• **Excerpted text**
Jones suggests, approvingly (at least in his foreword to By Faith, Not By Sight), that both Van Mastricht and Gaffin stretch justification out into multiple stages and that good works are in some way efficacious in the final stage.[18] Such a scheme violates the antithesis between works (Law) and faith (Gospel) with respect to justification.  Though Jones has demonstrated that he can utter the words “justification is by faith alone,” there appears to be no absolute Law/Gospel contrast behind that façade.  This is, of course, entirely consistent with the explicit denial of the Law/Gospel contrast expressed by Gaffin in By Faith, Not By Sight.  As indicated above, the Westminster Standards correctly, on the basis of Scripture, refer to faith as the alone instrument of justification.  It is, in my judgment, incumbent upon Jones to explain exactly in what sense he believes works to be efficacious with respect to justification.  For example, are they, in his view, co-instrumental in or the partial basis or ground of justification?    

Mark Garcia, a pastor in the Orthodox Presbyterian Church (OPC) who dedicated his first book, which was based on his doctoral dissertation, to his wife and Gaffin (due in part to the influence Gaffin has had on his thinking[19]), compromises the Law/Gospel contrast by limiting its applicability to the meritorious ground of justification.  This leaves the door open for so-called “non-meritorious” works to be in some way effectual in justification.  Garcia says the following in Volume 10 of The Confessional Presbyterian:

The clear distinction between “law” and “gospel,” properly understood and explained, renders a valuable, necessary service to the Church.  In its most faithful deployment, this distinction eliminates any works of the sinner from the ground of justification before God, and ascribes all meritorious obedience to Christ alone.  The law always was, in and of itself, powerless to change the heart of the sinner.  Given the Fall, the law could only point out the way of faithfulness and provoke a greater sensitivity to the reality of our sin; given the heart of the old man, dead in sin and alienated from God, obedience to God could never simply be legislated.  God’s Word, apart from the Spirit’s work on the heart, could not ipso facto bring about what it declared in the law’s commandments.  In terms of God’s holiness and our sinfulness, it certainly could never form a part of the ground of our justification before him: law (in this sense of our works which cannot earn justification) and gospel (in this sense of Christ’s meritorious work in our stead) are to be distinguished when that important question is in view.  If there is a proper home for the law-gospel distinction, then, it is not only within justification in general but within this one specific area of concern in the doctrine of justification:  the meritorious grounds of one’s justification before God.[20]

It is true that two distinct meritorious grounds are represented in the Law/Gospel contrast, but Garcia’s teaching allows for the believer’s works of evangelical obedience to be added to faith on the Gospel side of the contrast provided that these works are not construed as “meritorious.”  In the foreground of the Biblical teaching is an absolute antithesis between works of obedience (as the ground) and faith (as the alone instrument) with respect to justification.  The addition of evangelical obedience to the Gospel side of the contrast violates the Biblical teaching.  Moreover, I believe the following comments from The Emperor Has No Clothes are applicable.

• **Data shown**
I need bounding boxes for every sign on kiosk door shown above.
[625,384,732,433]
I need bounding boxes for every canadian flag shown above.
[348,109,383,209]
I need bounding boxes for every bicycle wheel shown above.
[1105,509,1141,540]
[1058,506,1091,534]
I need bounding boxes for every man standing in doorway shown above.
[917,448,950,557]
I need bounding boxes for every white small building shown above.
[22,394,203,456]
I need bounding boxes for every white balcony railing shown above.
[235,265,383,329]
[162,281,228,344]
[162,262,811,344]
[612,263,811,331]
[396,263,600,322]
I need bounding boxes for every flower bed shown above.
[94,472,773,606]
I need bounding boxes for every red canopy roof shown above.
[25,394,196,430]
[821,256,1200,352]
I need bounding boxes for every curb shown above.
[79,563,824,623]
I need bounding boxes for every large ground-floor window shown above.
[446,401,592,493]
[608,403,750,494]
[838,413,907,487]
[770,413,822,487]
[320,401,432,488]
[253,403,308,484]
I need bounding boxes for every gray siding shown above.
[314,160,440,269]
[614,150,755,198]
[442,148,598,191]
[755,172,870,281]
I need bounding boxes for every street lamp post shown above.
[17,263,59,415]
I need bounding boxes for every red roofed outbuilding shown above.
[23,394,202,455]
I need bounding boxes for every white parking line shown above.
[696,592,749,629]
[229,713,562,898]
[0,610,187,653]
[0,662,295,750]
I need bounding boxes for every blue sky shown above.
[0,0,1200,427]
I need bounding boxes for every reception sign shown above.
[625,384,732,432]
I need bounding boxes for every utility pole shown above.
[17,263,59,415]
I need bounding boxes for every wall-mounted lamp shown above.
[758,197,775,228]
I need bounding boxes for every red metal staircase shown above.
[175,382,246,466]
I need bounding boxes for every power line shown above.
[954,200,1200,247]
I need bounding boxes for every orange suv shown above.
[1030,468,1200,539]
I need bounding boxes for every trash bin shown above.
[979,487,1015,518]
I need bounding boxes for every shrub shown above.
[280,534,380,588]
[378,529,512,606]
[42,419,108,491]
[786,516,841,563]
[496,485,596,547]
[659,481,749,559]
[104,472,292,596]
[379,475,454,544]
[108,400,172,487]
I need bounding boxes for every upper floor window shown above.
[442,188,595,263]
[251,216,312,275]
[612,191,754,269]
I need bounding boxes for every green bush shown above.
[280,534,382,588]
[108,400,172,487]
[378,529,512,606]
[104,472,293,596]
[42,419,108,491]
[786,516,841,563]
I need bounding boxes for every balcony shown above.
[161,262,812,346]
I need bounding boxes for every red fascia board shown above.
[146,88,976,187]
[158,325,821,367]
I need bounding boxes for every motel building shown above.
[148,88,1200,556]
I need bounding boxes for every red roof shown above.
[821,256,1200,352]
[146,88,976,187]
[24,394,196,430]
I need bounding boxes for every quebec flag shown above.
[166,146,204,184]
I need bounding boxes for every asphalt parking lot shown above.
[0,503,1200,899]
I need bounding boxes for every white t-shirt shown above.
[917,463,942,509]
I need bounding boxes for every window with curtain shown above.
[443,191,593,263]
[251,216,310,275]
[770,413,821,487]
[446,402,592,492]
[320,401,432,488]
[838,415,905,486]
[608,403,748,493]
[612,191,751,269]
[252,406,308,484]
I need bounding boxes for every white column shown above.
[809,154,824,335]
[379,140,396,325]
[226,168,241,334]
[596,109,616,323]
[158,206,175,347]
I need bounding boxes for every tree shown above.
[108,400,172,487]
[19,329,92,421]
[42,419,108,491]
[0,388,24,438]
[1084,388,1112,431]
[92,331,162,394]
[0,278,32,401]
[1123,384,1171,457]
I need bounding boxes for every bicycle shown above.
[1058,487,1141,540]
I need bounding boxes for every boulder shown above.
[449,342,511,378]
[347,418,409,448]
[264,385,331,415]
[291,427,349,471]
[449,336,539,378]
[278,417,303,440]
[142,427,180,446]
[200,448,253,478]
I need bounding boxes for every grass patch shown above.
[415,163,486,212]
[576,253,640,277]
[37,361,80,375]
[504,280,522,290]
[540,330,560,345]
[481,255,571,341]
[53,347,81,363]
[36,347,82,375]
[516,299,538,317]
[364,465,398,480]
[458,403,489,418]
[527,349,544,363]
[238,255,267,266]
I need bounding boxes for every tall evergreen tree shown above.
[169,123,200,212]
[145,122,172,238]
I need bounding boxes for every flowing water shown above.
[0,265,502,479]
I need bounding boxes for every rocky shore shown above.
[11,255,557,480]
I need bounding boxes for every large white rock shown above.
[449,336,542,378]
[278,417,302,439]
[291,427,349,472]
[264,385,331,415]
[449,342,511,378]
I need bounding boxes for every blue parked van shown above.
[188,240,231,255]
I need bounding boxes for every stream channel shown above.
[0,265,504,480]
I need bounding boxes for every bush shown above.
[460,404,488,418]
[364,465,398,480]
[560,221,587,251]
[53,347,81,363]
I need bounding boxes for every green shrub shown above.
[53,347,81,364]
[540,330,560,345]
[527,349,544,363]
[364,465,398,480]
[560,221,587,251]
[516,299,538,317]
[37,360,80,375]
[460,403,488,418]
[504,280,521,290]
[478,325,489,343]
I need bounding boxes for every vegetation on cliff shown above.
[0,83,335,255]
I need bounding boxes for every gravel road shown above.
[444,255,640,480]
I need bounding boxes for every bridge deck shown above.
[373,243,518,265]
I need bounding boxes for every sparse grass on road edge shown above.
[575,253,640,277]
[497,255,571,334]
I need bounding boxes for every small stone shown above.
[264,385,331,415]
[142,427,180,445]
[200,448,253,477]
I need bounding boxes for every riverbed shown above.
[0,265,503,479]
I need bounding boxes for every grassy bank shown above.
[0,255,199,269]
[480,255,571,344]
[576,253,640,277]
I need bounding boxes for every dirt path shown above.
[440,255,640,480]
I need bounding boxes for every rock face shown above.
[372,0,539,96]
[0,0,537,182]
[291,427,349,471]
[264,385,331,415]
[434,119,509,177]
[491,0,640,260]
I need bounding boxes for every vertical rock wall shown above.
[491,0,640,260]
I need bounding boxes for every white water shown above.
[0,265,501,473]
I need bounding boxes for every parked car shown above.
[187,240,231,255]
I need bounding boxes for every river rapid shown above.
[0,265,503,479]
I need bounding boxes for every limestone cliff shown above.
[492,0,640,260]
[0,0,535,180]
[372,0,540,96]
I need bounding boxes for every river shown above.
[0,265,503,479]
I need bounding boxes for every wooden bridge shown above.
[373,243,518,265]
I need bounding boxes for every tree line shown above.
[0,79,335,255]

• **Tasks for this exercise**
1. Extract the passage from the excerpt on justification, starting at "It is true that" and ending at "Clothes are applicable.".
2. Extend the excerpt on justification from its final sentence onward.
The records are separate material and do not belong to the excerpt on justification.

• **Final results**
1.
It is true that two distinct meritorious grounds are represented in the Law/Gospel contrast, but Garcia’s teaching allows for the believer’s works of evangelical obedience to be added to faith on the Gospel side of the contrast provided that these works are not construed as “meritorious.”  In the foreground of the Biblical teaching is an absolute antithesis between works of obedience (as the ground) and faith (as the alone instrument) with respect to justification.  The addition of evangelical obedience to the Gospel side of the contrast violates the Biblical teaching.  Moreover, I believe the following comments from The Emperor Has No Clothes are applicable.

2.
If the works produced through faith are explicitly or implicitly made to be partially instrumental in the appropriation of justification, the result is a different gospel.  What is the appropriation of justification?  It is the act of receiving Christ and His righteousness as the ground of justification.  Through the laying hold of Christ by faith, it is the act of obtaining title to Jesus’ works as the legal ground of justification.  If works are made to be the partial instrument of justification, would it not follow that a man would be required to obtain title to Jesus’ works as the legal ground of justification in part by the man’s own works?  That is, a man would need to secure legal title to another’s works, performed as the ground of his justification, by his own works, produced through faith as the partial instrument of his justification.  In other words, a man would obtain title to Jesus’ works through his own works.  Does this not practically make a man’s own works the deciding factor in justification?  Yes, it does.  In fact, the distinction between works as instrument and works as ground is effectively meaningless, and a man’s works are practically made to join Jesus’ works as the ground of justification.[21]

It is not possible to have a proper doctrine of justification by faith alone without the Law/Gospel contrast.  Regrettably, this contrast is missing from the theology of Gaffin.  To close, the following quotations are offered as examples of what the articulation of the Law/Gospel contrast looks like in the pen of a theologian.  May the church never allow this critical doctrine to be marginalized or, even worse, extinguished!

 

“The contradiction between the law and faith lies in the matter of justification.  You will more easily unite fire and water, than reconcile these two statements, that men are justified by faith, and that they are justified by the law.  ‘The law is not of faith;’ that is, it has a method of justifying a man which is wholly at variance with faith.”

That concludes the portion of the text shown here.